**Exercise task:** Render each line of the records below as a JSON list of strings, with one string per line and blank lines omitted.

**Extracted material:**
************

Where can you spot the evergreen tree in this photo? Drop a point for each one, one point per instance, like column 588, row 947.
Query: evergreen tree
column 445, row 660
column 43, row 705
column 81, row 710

************

**Output of the task:**
[
  "Where can you spot the evergreen tree in this photo? Drop a point for each one, one point per instance, like column 588, row 947.",
  "Query: evergreen tree",
  "column 445, row 660",
  "column 43, row 705",
  "column 81, row 710"
]